### PAGE TEXT:

+ + + + +

Generally, non-compete clauses are not valid in Colorado. There are exceptions to the rule, most notably, contracts for the purchase and sale of a business may contain non-compete covenants and employment contracts may allow recovery of education and training if the employee has worked for less than two years. Physicians, however, have their own rule. Physician groups and medical partnerships can build into employment, partnership and corporate agreements damage provisions requiring a departing physician to pay damages when they leave a practice, but they cannot prevent a departing doctor from taking another position or opening a competing practice.

Colorado’s statute, C.R.S. § 8-2-113(3), provides that

“Any covenant not to compete provision of an employment, partnership, or corporate agreement between physicians which restricts the right of a physician to practice medicine, as defined in section 12-36-106, C.R.S., upon termination of such agreement, shall be void; except that all other provisions of such an agreement enforceable at law, including provisions which require the payment of damages in an amount that is reasonably related to the injury suffered by reason of termination of the agreement, shall be enforceable. Provisions which require the payment of damages upon termination of the agreement may include, but not be limited to, damages related to competition.”

There a couple of interesting points about the statute. First, the rule only applies to medical doctors. Although, I could make a decent argument that it applies to psychologist, chiropractors, and others who provide healthcare, it appears clear that only physicians licensed by the Colorado Board of Medical Examiners are covered. Second, it applies to not only employer-employee agreements, but also to partnership and shareholders agreements as well. The rule is built to discourage doctors from setting up rival practices, so the form of the contract is not really an issue.

Colorado is somewhat unique in that it provides some measure of protection for both the departing physician and the practice group that is losing a member. But there are pitfalls of which both sides should be aware.

+ + + + +

### MATERIAL SUPPLIED:
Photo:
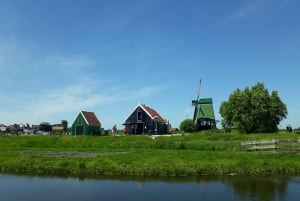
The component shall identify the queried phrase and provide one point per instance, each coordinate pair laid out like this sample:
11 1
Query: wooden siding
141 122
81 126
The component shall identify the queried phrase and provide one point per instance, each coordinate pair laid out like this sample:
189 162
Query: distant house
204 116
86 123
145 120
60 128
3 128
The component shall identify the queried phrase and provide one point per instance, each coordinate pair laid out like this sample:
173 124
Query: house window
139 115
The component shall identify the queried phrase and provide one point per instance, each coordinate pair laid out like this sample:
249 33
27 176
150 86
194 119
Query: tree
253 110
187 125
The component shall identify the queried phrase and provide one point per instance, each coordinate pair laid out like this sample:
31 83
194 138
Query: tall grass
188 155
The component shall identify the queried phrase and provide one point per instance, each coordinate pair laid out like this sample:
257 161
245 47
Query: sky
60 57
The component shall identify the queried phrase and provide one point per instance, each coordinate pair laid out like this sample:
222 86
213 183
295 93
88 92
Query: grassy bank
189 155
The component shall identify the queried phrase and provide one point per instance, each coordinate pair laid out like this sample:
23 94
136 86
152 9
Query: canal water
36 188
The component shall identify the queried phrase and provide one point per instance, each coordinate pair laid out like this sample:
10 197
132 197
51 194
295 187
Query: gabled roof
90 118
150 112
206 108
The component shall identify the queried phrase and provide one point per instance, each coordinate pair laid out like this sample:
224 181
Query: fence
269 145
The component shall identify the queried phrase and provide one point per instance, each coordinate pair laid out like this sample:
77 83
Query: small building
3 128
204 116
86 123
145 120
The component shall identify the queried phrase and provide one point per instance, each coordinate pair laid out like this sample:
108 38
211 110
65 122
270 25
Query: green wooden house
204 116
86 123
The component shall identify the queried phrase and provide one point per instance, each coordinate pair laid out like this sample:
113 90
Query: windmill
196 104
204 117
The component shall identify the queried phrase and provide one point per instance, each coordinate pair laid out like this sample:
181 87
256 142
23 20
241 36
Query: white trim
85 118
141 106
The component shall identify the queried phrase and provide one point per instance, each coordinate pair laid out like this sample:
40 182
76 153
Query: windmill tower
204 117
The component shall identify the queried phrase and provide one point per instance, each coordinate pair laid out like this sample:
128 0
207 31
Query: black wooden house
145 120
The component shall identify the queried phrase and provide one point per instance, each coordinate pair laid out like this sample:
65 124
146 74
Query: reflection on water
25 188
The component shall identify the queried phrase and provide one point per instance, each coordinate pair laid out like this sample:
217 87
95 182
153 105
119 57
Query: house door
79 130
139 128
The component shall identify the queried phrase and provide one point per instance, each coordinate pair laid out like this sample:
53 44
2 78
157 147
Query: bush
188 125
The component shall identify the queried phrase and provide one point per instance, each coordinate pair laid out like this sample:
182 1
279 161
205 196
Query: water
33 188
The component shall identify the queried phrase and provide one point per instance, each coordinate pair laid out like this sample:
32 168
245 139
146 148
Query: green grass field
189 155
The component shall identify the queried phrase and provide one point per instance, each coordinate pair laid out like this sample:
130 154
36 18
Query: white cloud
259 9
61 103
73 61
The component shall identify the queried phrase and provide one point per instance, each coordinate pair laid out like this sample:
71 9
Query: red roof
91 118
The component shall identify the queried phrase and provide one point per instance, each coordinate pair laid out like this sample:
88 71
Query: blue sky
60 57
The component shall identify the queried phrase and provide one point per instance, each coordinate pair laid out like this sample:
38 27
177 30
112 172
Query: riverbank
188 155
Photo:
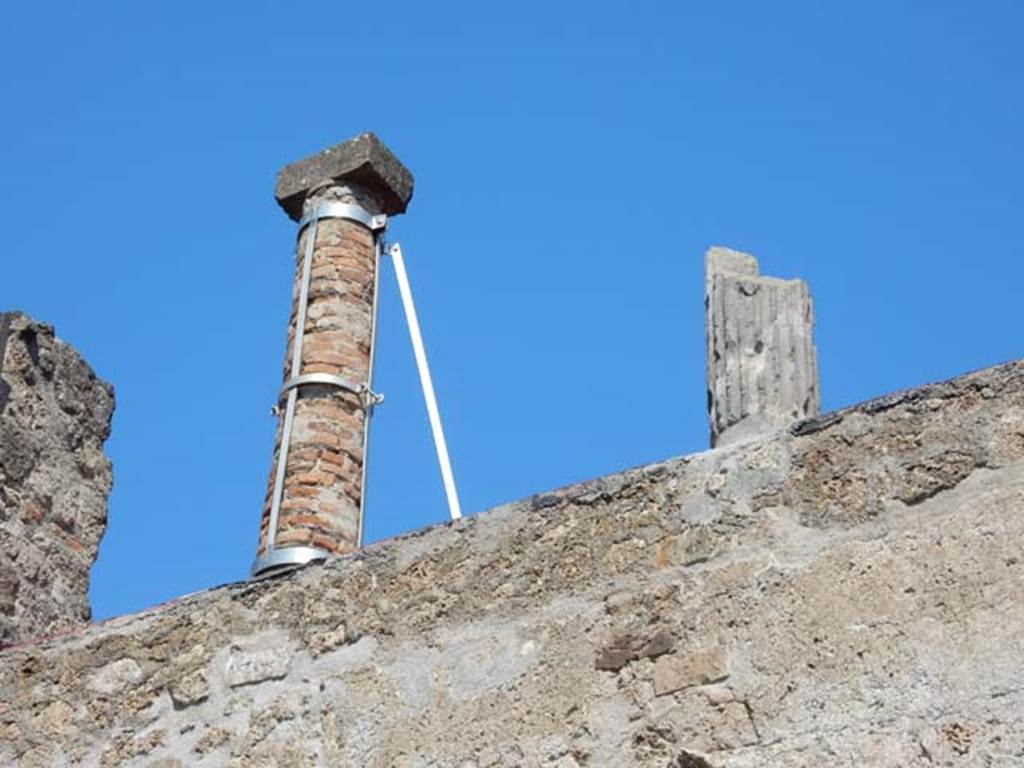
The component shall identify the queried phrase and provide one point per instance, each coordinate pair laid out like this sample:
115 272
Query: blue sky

+ + + + +

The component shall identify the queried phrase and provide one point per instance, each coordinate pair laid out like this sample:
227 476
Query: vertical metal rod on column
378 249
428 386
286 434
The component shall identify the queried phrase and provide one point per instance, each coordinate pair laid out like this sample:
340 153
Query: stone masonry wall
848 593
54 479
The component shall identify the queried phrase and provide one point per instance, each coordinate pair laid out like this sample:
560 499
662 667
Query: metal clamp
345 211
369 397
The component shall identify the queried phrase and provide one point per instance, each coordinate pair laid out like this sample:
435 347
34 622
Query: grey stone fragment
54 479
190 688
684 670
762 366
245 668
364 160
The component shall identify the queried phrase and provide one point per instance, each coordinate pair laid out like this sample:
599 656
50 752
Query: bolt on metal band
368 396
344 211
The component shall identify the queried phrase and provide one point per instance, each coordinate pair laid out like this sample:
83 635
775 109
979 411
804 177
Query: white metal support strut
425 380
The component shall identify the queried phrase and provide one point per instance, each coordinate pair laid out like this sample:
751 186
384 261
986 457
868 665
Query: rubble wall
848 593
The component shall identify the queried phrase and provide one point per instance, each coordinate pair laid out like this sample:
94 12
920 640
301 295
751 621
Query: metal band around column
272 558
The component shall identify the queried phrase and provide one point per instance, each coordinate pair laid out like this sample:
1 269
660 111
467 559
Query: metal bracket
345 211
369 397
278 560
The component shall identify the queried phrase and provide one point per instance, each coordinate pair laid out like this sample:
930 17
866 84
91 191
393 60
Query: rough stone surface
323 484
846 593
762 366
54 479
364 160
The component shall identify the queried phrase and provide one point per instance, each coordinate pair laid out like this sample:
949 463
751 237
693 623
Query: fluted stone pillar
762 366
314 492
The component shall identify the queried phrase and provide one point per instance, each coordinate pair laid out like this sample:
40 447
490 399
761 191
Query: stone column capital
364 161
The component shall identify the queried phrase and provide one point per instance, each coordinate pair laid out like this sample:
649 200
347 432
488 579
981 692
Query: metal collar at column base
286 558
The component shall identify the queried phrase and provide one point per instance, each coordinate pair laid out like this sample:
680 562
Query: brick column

+ + + + +

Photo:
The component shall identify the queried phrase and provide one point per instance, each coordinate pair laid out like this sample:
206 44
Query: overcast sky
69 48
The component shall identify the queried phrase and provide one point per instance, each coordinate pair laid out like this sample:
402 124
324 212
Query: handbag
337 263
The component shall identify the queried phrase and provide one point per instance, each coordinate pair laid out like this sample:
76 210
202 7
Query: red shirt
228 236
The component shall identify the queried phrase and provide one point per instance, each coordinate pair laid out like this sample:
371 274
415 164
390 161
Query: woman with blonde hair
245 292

+ + + + +

### ACTION ITEM:
Reproduce the full passage above on Colorado's non-compete rule for physicians, word for word.

### REPLY TO THE EXERCISE:
Generally, non-compete clauses are not valid in Colorado. There are exceptions to the rule, most notably, contracts for the purchase and sale of a business may contain non-compete covenants and employment contracts may allow recovery of education and training if the employee has worked for less than two years. Physicians, however, have their own rule. Physician groups and medical partnerships can build into employment, partnership and corporate agreements damage provisions requiring a departing physician to pay damages when they leave a practice, but they cannot prevent a departing doctor from taking another position or opening a competing practice.

Colorado’s statute, C.R.S. § 8-2-113(3), provides that

“Any covenant not to compete provision of an employment, partnership, or corporate agreement between physicians which restricts the right of a physician to practice medicine, as defined in section 12-36-106, C.R.S., upon termination of such agreement, shall be void; except that all other provisions of such an agreement enforceable at law, including provisions which require the payment of damages in an amount that is reasonably related to the injury suffered by reason of termination of the agreement, shall be enforceable. Provisions which require the payment of damages upon termination of the agreement may include, but not be limited to, damages related to competition.”

There a couple of interesting points about the statute. First, the rule only applies to medical doctors. Although, I could make a decent argument that it applies to psychologist, chiropractors, and others who provide healthcare, it appears clear that only physicians licensed by the Colorado Board of Medical Examiners are covered. Second, it applies to not only employer-employee agreements, but also to partnership and shareholders agreements as well. The rule is built to discourage doctors from setting up rival practices, so the form of the contract is not really an issue.

Colorado is somewhat unique in that it provides some measure of protection for both the departing physician and the practice group that is losing a member. But there are pitfalls of which both sides should be aware.